======== EXERCISE INPUTS ========
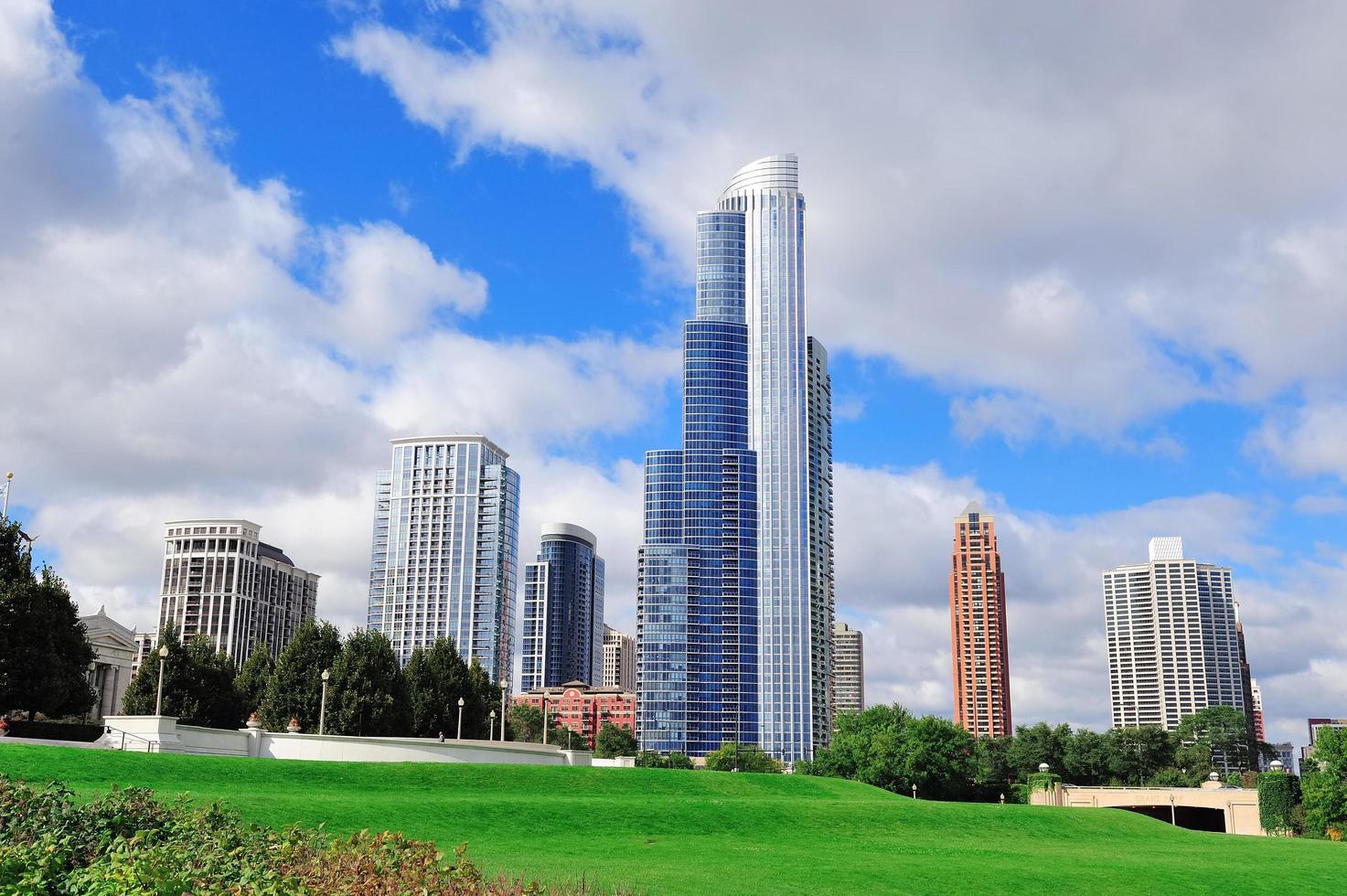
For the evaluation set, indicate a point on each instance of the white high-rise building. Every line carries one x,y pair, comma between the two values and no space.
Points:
221,580
848,668
444,550
1172,642
618,659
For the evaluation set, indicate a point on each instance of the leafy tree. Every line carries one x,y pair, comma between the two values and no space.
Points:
253,677
1087,757
1139,753
46,654
1215,736
613,740
1036,744
745,757
367,691
436,679
1324,784
866,747
939,759
198,683
216,702
991,757
295,686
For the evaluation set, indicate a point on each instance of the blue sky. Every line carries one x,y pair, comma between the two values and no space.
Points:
1102,296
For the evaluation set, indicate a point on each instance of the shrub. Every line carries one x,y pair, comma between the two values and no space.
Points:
131,842
1278,795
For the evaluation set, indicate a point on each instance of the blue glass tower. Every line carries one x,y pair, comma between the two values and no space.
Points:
735,591
561,632
697,673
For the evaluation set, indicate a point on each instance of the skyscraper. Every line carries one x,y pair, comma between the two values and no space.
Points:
1172,642
444,550
618,660
561,631
221,580
978,627
848,668
737,560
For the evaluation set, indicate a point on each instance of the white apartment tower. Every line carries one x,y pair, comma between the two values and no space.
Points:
618,659
1172,642
444,550
848,668
221,580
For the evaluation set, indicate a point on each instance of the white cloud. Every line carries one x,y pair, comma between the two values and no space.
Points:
185,344
1076,222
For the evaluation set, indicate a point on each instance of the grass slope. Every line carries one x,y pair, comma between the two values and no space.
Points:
667,832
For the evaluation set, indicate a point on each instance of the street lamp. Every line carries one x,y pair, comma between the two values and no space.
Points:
159,699
322,704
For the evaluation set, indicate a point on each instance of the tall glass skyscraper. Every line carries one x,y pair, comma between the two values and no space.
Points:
444,550
735,571
561,631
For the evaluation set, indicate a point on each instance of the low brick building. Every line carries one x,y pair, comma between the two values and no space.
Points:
583,709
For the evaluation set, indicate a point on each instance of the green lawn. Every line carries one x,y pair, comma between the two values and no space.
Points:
666,832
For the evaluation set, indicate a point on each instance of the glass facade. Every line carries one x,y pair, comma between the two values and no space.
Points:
561,628
444,549
735,571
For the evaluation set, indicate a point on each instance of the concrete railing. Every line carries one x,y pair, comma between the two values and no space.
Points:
163,734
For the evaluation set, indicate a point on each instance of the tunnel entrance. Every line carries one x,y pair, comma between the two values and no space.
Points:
1196,818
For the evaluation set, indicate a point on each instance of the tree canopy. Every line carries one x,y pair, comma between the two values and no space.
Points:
295,688
46,655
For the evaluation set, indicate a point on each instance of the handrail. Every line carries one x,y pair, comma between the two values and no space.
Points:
151,747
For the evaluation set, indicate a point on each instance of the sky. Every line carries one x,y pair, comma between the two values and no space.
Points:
1084,264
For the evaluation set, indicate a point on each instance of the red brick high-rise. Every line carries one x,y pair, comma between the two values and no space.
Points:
978,627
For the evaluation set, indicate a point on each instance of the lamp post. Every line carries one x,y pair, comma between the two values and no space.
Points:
322,702
89,678
159,699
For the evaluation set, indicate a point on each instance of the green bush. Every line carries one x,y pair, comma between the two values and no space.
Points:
131,842
1278,795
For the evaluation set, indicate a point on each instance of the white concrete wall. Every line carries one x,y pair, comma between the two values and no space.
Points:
163,733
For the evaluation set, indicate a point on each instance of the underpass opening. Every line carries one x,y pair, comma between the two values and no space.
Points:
1198,818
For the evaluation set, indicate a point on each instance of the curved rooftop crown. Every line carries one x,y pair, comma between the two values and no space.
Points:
768,173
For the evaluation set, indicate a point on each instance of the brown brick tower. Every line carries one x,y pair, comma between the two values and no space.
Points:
978,627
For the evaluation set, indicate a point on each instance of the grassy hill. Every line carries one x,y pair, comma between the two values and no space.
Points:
667,832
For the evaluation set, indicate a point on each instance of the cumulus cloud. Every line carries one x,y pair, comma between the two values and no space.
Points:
1075,222
187,344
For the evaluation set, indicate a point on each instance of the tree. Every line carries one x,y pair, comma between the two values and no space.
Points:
1085,759
1139,753
1215,736
46,654
1036,744
613,740
939,759
866,747
991,759
743,757
436,679
295,686
198,683
367,693
216,702
253,677
1324,784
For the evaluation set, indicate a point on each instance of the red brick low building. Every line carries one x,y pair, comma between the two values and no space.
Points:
583,709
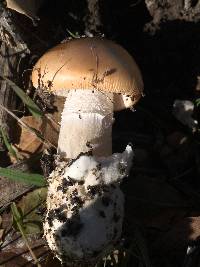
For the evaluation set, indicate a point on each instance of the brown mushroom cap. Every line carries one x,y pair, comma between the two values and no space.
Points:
90,63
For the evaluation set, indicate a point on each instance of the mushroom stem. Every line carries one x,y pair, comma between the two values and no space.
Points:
86,123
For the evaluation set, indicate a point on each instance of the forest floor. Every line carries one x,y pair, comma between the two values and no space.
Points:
163,190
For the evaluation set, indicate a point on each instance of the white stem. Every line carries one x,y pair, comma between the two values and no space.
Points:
86,123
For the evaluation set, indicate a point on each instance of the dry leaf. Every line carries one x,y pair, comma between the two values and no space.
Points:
27,143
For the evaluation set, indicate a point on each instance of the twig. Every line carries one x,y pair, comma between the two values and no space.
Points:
47,143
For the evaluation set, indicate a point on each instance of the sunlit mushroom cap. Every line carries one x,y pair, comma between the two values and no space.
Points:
90,63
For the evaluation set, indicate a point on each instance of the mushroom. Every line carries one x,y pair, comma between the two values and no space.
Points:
84,203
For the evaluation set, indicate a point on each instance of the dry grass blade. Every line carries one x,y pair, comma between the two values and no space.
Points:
33,108
29,178
7,144
45,142
17,218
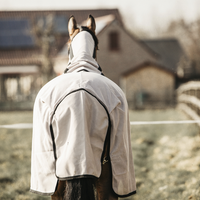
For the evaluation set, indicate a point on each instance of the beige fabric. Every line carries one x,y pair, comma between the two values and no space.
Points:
73,104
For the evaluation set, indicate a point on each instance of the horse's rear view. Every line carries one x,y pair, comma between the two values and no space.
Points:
81,132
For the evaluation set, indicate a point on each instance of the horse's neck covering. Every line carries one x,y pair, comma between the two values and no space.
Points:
82,46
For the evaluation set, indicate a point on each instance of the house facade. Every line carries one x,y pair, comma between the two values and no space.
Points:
149,86
27,51
146,70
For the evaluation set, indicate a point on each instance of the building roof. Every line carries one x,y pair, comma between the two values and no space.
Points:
23,49
169,52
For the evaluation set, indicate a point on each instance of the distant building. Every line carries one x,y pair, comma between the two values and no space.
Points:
148,71
22,53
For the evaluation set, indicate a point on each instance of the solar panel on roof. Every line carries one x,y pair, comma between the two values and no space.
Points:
15,33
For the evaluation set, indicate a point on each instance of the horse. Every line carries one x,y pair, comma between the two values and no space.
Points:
86,188
93,112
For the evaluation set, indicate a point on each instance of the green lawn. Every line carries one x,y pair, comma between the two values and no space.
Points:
15,148
166,157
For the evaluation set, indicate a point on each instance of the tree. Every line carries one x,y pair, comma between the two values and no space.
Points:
44,30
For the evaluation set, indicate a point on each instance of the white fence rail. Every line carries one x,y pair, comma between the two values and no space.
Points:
188,97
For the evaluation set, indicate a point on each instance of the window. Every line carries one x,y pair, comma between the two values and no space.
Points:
114,41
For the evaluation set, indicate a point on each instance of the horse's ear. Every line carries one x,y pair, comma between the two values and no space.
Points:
91,23
72,26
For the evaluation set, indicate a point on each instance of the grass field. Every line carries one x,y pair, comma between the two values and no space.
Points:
166,157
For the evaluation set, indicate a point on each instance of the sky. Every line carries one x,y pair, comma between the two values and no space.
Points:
147,15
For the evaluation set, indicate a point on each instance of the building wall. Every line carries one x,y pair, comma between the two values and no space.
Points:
149,85
131,53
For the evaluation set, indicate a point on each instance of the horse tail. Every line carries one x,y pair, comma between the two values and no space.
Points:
80,189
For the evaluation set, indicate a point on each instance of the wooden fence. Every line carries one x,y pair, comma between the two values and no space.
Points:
188,97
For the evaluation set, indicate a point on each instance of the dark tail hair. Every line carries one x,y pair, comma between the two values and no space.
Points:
80,189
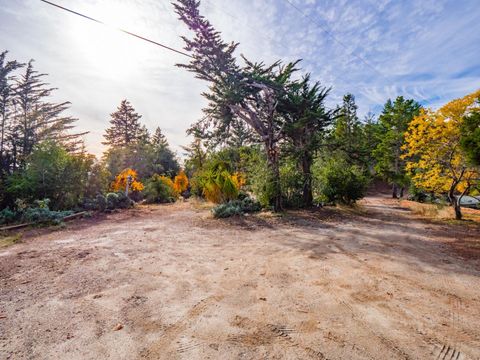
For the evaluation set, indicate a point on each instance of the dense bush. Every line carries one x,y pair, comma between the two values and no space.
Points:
217,182
7,216
159,189
101,203
44,214
336,181
291,182
51,172
38,214
118,200
236,207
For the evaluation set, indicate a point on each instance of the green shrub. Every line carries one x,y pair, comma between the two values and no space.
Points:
112,201
7,216
416,194
123,201
44,214
51,172
101,203
336,181
291,182
236,207
159,189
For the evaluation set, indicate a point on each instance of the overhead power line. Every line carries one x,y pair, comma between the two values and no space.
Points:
331,35
119,29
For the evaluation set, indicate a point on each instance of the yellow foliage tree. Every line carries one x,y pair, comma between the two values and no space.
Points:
180,183
120,182
435,160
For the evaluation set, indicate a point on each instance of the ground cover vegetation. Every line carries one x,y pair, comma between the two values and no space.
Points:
267,140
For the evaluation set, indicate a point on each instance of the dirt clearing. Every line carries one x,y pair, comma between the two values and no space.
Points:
169,282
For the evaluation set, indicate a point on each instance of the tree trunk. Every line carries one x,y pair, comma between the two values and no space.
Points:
455,202
274,176
395,191
307,179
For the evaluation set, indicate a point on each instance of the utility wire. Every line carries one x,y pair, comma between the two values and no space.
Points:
119,29
330,34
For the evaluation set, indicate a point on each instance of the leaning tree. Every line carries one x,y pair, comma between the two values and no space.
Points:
249,93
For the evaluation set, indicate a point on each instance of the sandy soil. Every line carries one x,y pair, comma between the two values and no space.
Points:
169,282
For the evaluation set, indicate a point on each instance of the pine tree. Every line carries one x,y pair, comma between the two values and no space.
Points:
159,141
36,120
249,94
125,127
306,120
394,121
347,132
7,93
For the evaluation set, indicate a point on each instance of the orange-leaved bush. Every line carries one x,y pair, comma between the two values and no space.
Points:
120,182
180,183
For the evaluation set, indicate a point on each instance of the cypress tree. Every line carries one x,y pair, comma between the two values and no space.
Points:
125,128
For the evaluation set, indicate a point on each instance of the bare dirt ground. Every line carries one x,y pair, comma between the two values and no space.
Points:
170,282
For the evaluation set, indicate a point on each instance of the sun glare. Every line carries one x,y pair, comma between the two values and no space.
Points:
105,48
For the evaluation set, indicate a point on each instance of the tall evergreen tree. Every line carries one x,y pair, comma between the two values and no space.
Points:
394,121
159,141
7,95
36,119
306,120
125,127
347,132
250,93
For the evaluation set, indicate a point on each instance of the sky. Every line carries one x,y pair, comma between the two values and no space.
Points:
375,49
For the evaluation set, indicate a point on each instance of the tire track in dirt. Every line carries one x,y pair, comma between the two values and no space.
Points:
455,301
161,349
264,334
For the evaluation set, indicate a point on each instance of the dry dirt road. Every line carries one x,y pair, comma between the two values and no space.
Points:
169,282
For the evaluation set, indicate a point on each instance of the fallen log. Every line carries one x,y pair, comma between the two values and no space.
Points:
19,226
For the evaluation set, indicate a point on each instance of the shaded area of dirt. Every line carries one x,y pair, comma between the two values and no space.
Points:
170,282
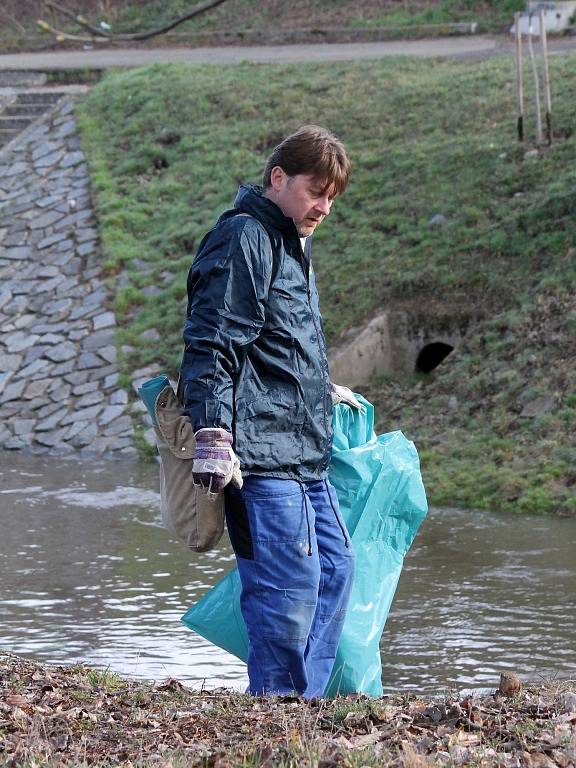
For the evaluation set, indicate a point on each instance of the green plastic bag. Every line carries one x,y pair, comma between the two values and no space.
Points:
382,499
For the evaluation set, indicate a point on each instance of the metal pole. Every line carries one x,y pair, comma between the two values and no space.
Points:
536,82
519,83
548,96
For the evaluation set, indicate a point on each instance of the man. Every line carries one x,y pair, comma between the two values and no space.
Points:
257,391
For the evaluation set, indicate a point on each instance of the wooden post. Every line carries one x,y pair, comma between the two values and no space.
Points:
519,82
547,94
536,82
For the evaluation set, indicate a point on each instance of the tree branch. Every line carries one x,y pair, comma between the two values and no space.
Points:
96,32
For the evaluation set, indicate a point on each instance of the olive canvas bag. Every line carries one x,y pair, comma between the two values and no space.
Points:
186,510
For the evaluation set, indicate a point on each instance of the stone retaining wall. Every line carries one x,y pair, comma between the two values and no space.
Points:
59,388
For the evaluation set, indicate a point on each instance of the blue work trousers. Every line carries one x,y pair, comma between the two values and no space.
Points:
296,565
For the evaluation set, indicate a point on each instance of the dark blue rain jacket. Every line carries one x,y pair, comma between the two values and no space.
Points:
255,356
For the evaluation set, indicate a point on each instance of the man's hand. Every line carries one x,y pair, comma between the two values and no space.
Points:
345,395
215,463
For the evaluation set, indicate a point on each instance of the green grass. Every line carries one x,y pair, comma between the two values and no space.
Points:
168,145
242,15
494,15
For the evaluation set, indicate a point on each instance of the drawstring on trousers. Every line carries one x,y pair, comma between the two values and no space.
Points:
337,516
305,508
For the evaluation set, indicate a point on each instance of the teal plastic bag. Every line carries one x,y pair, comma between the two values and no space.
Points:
382,499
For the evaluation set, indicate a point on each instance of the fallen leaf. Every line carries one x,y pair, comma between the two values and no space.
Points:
17,700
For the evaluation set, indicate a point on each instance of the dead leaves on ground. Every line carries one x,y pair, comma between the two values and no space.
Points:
72,716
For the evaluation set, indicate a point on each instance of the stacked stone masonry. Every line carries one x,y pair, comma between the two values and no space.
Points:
59,390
========
_PROBLEM TO SOLVE_
Extract, verbatim, the lines from the one containing "the green grass." through the last line of the listing above.

_WRITTEN ANSWER_
For the evaluation set, indicate a point on each instance of the green grass. Every line carries one x,y pair, comma between the two values and no space.
Points:
168,145
242,15
494,15
For the evaluation set, indicate a point on each instance of the drawstring on trousers. Every line carries one x,y pair, comma between the two values and no space.
Points:
337,516
305,508
For the evaluation set, indicate a point on each instance of the teal plastic bag. Every line carries one x,y pair, comma between the two values and no space.
Points:
382,499
For the evaluation set, indicate a point on each instance of the fallen leaf. Every line carries one x,y pair, comma between the two values and no space.
Points:
17,700
For the evaluation set, indicate a point on each instance of the dead leaves on ground. Every line carries one x,y pair, comma between the two values and no space.
Points:
72,716
For the evaluation set, indicate a point on each instance of the stacked stone masonry. Every line carries one x,y pair, comma between the two values and no space.
Points:
59,390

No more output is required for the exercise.